** Start of Data listing **
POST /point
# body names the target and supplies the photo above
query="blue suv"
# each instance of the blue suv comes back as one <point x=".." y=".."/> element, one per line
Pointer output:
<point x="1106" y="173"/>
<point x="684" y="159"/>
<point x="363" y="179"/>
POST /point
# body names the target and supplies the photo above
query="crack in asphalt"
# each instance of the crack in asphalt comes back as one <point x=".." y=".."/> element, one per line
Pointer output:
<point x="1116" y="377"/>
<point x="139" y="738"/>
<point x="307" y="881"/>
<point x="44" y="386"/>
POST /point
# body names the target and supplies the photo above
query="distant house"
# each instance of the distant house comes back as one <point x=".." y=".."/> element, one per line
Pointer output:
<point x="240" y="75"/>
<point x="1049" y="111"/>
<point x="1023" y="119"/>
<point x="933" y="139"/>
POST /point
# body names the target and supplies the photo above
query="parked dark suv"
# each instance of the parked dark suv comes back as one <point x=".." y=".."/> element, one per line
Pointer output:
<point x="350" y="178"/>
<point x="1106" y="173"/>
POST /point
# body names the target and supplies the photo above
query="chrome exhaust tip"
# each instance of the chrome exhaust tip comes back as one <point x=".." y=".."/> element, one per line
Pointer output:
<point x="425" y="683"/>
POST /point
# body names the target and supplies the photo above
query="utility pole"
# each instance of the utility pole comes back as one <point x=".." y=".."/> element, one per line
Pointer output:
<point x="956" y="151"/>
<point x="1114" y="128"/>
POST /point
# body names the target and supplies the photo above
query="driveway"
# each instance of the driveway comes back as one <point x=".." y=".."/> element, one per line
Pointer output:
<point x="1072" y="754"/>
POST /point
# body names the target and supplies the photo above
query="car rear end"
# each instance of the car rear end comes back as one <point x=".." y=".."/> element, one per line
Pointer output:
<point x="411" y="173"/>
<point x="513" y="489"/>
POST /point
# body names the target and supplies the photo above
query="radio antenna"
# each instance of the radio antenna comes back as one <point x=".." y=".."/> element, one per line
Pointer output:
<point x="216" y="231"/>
** End of Data listing **
● Exercise task: List every line of the material above that contains the word "utility", and treat case as significant.

● Output of the task:
query="utility pole"
# each instance of the utility pole comes back as one <point x=".." y=".."/> element, one per line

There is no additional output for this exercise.